Exercise directions: Format the data below as a two-column CSV with the headers "input" and "output", giving one row for each text and its answer, with each value in its own quoted field and line breaks turned into spaces. Leave the pictures out.

┌──

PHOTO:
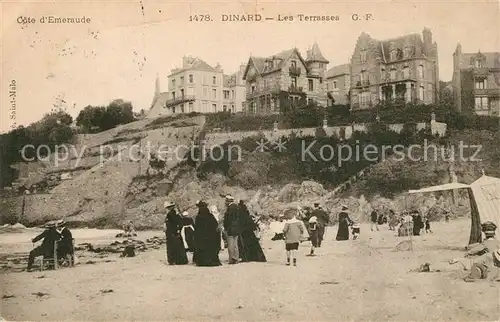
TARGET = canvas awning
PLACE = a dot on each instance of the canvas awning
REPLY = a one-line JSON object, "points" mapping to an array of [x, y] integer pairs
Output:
{"points": [[484, 197], [443, 187]]}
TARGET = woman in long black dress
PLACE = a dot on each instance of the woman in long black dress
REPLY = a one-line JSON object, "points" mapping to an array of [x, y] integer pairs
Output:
{"points": [[187, 232], [248, 243], [176, 254], [206, 237], [344, 223]]}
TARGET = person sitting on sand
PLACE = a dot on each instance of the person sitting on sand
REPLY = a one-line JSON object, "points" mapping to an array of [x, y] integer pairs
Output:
{"points": [[65, 249], [176, 254], [50, 236], [129, 230], [313, 234], [489, 244], [485, 266]]}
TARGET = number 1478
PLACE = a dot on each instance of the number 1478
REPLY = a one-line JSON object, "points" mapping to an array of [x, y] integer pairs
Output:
{"points": [[200, 18]]}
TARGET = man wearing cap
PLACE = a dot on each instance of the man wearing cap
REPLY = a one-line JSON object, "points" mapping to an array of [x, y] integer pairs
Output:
{"points": [[50, 236], [322, 221], [232, 229], [489, 244], [176, 254], [65, 245]]}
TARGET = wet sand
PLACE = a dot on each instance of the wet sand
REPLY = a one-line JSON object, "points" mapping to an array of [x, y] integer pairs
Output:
{"points": [[364, 279]]}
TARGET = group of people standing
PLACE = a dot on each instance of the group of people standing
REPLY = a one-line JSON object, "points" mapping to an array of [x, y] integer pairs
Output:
{"points": [[56, 240], [409, 223], [205, 234]]}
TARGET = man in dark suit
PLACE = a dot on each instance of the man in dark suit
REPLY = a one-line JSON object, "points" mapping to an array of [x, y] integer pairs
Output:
{"points": [[232, 229], [322, 221], [65, 245], [46, 249]]}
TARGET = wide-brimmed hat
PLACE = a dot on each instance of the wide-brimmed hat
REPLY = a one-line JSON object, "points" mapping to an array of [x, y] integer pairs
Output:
{"points": [[50, 224], [168, 204], [289, 213], [496, 257], [488, 226]]}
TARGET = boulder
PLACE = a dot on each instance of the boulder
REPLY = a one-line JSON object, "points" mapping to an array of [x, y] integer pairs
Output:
{"points": [[289, 193]]}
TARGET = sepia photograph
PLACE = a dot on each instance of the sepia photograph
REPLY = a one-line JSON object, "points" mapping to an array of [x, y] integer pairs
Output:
{"points": [[250, 160]]}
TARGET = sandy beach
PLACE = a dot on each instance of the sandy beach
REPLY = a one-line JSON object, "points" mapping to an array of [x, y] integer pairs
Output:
{"points": [[364, 279]]}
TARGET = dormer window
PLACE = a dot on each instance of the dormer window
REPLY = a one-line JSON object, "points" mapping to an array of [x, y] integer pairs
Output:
{"points": [[407, 52], [394, 55], [421, 71], [406, 72], [362, 55], [393, 74]]}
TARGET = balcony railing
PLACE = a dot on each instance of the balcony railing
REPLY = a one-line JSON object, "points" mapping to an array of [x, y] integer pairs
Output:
{"points": [[269, 89], [179, 100], [294, 71], [495, 92], [480, 71], [362, 83]]}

└──

Correct result:
input,output
"PHOTO: TARGET = canvas awning PLACE = a dot on each instance of the canvas awning REPLY = a one-line JSON object, ""points"" mapping to an array of [x, y] integer pairs Output:","{""points"": [[484, 197], [443, 187]]}"
"TARGET = woman in long black dress PLACE = a dot on each instance of the woman in long black dress REPLY = a one-line JSON object, ""points"" mapping to an array of [x, y] integer pairs Output:","{""points"": [[187, 232], [248, 243], [176, 254], [206, 237], [344, 223]]}"
"TARGET = person sitting on sand PLACE = a dot on each instance of the person sitting on sand REPLY = a one-line JSON object, ""points"" mapping to an array of [x, y] integer pairs Output:","{""points"": [[65, 249], [176, 254], [50, 236], [129, 230], [313, 234], [489, 244], [485, 266]]}"
"TARGET = number 1478 PLACE = a dot on each instance of the number 1478 REPLY = a one-line JSON object, ""points"" mapping to an array of [x, y] integer pairs Output:","{""points"": [[200, 18]]}"
"TARGET = man wearing cap PLACE = a dot on each instance of the man wearing cap REPLY = a one-line JSON object, ""points"" mapping to an array of [x, y] integer pairs Output:","{""points"": [[50, 236], [322, 221], [232, 229], [489, 244], [176, 254], [65, 245]]}"
"TARGET = wet sand PLACE = a dot on each instance of the wet sand REPLY = a one-line JSON object, ""points"" mapping to an array of [x, y] integer pairs Output:","{""points"": [[364, 279]]}"
"TARGET = group of people standing PLACE = a dot on each instance of the group of people standing REPLY = a one-line JSON object, ""points"" mapping to an array of [x, y] integer pairs Output:","{""points"": [[56, 240], [409, 223], [205, 234]]}"
"TARGET = man in dark suit PLACE = a dot on each instance of the man in dark suit REPLY = a one-line JSON object, ""points"" mapping to an array of [x, y] integer pairs Output:","{""points"": [[232, 229], [322, 221], [65, 245], [46, 249]]}"
"TARGET = wide-brimmed hat PLACE = a dot on each instance of the wide-brimmed hat REPLY = a one-line JSON object, ""points"" mapping to an array of [x, y] integer pairs Output:","{""points"": [[50, 224], [168, 204], [289, 213], [496, 257], [488, 226]]}"
"TARGET = boulder PLACE = a dot on each instance of the boulder REPLY = a one-line JSON object, ""points"" mapping to an array of [x, y] integer pairs Output:","{""points"": [[289, 193]]}"
"TARGET = sepia photograph PLACE = a dot on each instance of the sepia photograph REPLY = a one-line JSON object, ""points"" mapping to an array of [x, y] integer pairs Output:","{""points"": [[250, 160]]}"
"TARGET = sandy beach PLACE = a dot on each instance of the sandy beach REPLY = a one-line JSON object, ""points"" mapping to an array of [x, y] integer pairs Output:","{""points"": [[364, 279]]}"
"TARGET = dormer window PLACE = a dot on each instance of the dormer window REPLY = a one-line JSON object, ""points"" mapping to an array of [x, y] integer pairs Output:","{""points"": [[407, 52], [394, 55], [421, 71], [406, 72], [362, 55], [393, 74]]}"
"TARGET = balcony railing PLACE = a dot on each instance of the balcony railing REPLY = a one-line JSON object, ""points"" mapping to an array of [x, y] integer pairs Output:","{""points"": [[269, 89], [179, 100], [294, 71], [495, 92], [480, 71], [362, 83]]}"